**Excerpted text:**
------------

Mossberg: What’s your device in five years that you’ll rely on the most?

Gates: I don’t think you’ll have one device. I think you’ll have a full screen device that you can carry around and you’ll do dramatically more reading off of that – yeah, I believe in the tablet form factor – and then we’ll have the evolution of the portable machine and the evolution of the phone will both be extremely high volume, complimentary, that is if you own one you’re likely to own the other… ~ AllThingsD, 2007

144300-3dc6ca66-edc1-11e2-a799-ec5c9dace08aBill Gates saw the future, but he – and Microsoft – abandoned their vision in an attempt to salvage their Windows empire. The future, they knew, was multiple connected devices. But that future had touch operating systems – not Windows operating systems – at its core. And Microsoft couldn’t have that.

Windows 8 is not an attempt to create the future of computing.

Windows 8 is an attempt to preserve Microsoft’s past.

Vision without action is daydream. Action without vision is nightmare. ~ Japanese proverb

Conclusion

“If you cannot answer a man’s argument, all it not lost; you can still call him vile names.” – Elbert Hubbard

Are Microsoft’s Windows 8 problems fixable or are they intractable?

— So long as Microsoft does both hardware and software, either Microsoft’s hardware sales, or the hardware sales of their partners, or both, will suffer.

------------

**Dataset excerpts:**
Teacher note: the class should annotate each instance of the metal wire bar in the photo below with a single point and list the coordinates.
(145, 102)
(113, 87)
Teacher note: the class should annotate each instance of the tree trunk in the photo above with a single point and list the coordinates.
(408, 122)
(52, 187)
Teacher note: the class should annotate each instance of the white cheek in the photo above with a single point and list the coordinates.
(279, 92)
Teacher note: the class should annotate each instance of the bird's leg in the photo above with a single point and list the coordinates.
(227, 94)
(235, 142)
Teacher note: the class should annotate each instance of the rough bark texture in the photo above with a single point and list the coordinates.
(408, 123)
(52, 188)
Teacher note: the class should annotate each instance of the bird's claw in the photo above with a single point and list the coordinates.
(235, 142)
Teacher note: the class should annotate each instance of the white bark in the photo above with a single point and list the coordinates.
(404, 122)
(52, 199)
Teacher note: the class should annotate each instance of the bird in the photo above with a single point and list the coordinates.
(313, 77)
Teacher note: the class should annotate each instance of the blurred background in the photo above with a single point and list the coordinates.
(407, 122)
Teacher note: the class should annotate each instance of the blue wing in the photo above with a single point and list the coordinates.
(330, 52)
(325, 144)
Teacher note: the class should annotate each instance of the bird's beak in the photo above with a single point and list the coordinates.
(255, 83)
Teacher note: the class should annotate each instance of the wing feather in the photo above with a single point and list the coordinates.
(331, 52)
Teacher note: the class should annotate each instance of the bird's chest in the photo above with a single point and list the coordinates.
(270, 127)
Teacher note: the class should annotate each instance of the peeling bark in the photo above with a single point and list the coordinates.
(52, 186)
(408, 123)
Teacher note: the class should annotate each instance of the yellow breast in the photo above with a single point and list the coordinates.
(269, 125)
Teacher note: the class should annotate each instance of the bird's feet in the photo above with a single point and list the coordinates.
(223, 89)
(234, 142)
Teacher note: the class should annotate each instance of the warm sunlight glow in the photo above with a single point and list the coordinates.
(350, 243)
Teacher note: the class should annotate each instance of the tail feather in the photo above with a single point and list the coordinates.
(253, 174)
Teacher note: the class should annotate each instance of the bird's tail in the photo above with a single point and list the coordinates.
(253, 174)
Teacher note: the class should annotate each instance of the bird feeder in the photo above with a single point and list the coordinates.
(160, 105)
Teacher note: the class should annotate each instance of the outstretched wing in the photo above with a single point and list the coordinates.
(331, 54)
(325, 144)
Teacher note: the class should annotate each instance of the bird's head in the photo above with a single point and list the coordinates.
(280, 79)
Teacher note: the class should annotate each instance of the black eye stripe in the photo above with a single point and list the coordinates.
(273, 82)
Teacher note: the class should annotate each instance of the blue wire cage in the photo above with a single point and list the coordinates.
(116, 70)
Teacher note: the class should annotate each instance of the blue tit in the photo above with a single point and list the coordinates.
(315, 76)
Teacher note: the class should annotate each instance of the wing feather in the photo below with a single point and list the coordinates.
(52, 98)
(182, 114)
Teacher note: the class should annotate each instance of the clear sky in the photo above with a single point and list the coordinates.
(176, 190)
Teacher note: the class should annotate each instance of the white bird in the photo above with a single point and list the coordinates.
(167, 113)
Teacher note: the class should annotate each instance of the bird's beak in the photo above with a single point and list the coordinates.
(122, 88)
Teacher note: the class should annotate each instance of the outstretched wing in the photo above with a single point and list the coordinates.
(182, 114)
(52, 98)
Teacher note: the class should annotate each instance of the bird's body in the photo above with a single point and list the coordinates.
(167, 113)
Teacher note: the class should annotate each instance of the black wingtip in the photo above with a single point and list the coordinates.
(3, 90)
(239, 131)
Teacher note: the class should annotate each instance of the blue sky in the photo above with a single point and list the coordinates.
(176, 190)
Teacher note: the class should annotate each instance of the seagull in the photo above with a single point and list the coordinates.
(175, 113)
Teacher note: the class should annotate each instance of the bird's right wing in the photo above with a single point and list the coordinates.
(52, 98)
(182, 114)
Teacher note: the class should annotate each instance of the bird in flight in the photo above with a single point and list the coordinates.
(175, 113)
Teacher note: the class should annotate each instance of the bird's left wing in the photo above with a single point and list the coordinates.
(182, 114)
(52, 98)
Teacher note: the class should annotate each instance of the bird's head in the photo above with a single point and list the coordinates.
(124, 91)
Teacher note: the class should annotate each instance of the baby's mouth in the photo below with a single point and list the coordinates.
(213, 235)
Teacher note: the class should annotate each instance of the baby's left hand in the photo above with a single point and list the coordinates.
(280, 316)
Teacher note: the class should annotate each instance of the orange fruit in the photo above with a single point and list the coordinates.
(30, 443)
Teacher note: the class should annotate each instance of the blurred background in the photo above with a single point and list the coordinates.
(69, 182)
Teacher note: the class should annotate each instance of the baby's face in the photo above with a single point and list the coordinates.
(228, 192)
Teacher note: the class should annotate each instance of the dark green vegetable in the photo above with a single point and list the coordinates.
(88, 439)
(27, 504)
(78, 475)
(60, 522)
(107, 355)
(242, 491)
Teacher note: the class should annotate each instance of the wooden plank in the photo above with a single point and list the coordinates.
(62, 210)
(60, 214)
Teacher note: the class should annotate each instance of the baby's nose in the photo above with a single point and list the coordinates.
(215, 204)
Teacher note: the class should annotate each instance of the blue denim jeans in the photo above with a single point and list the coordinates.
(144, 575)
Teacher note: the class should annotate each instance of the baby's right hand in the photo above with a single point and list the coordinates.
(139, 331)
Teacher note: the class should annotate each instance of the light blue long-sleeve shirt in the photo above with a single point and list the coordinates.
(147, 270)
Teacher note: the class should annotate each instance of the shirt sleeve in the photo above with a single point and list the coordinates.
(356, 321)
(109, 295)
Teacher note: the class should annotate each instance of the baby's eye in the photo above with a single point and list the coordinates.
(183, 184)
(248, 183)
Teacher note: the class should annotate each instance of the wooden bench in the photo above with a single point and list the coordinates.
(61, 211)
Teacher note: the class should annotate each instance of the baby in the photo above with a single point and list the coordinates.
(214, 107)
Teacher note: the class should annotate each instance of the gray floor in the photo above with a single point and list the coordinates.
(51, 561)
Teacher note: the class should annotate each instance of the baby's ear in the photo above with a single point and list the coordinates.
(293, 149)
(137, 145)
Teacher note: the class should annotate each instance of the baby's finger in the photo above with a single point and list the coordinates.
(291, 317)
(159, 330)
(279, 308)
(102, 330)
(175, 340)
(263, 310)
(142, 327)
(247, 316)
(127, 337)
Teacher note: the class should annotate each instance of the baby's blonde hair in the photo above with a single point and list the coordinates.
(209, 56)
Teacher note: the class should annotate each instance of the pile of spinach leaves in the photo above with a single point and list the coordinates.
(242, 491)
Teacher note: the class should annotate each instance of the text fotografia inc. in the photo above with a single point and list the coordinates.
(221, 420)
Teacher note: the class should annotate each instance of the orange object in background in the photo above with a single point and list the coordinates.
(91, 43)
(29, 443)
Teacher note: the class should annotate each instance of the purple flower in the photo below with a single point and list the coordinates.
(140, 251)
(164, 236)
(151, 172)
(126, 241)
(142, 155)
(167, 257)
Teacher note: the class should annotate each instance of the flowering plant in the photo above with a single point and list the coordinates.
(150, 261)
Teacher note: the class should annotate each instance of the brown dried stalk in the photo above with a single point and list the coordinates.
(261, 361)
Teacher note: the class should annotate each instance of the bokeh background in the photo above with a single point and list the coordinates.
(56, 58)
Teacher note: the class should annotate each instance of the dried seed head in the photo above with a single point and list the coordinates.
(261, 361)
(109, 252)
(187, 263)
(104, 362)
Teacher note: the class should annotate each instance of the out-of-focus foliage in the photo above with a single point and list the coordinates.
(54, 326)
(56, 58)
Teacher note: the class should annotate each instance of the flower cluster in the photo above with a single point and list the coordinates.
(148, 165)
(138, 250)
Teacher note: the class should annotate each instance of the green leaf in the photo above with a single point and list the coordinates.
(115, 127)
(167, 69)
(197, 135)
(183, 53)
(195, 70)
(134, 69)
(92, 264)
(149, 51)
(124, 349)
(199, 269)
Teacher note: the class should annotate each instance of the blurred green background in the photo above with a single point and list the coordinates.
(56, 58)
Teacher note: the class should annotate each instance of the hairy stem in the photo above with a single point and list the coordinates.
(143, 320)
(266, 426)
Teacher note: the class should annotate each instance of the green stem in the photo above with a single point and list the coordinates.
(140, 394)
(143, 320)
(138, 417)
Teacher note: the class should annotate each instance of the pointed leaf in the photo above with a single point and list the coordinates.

------------

**Task list:**
1. According to the Windows 8 excerpt, why did Microsoft set aside the future that Bill Gates had described? Answer in one to three sentences.
2. Pick up the Windows 8 argument after its last point about hardware and software, and carry it forward in the same voice.

**Responses:**
1. Microsoft abandoned that vision to salvage its Windows empire. The future it foresaw had touch operating systems at its core rather than Windows operating systems, and Microsoft couldn't accept that.

2.
— So long as Microsoft has 3 different operating systems, Developers and app development will suffer.

— So long as RT tries to use the Office Suite as a substitute for native apps, RT sales will suffer.

— So long as Microsoft’s tablet OS runs dual operating systems tailored for hybrids, their tablet sales (and their tablet owners) will suffer.

Post-PC does not mean no PC. It means that the PC is no longer the dominant device; the center of the computing world.

It is a certainty that Microsoft Windows will continue too. But it is just as certain that it will no longer be the dominant operating system. And unless Microsoft radically changes its strategy – which I highly doubt – Window’s will not be vying for dominance – it will be vying for relevance.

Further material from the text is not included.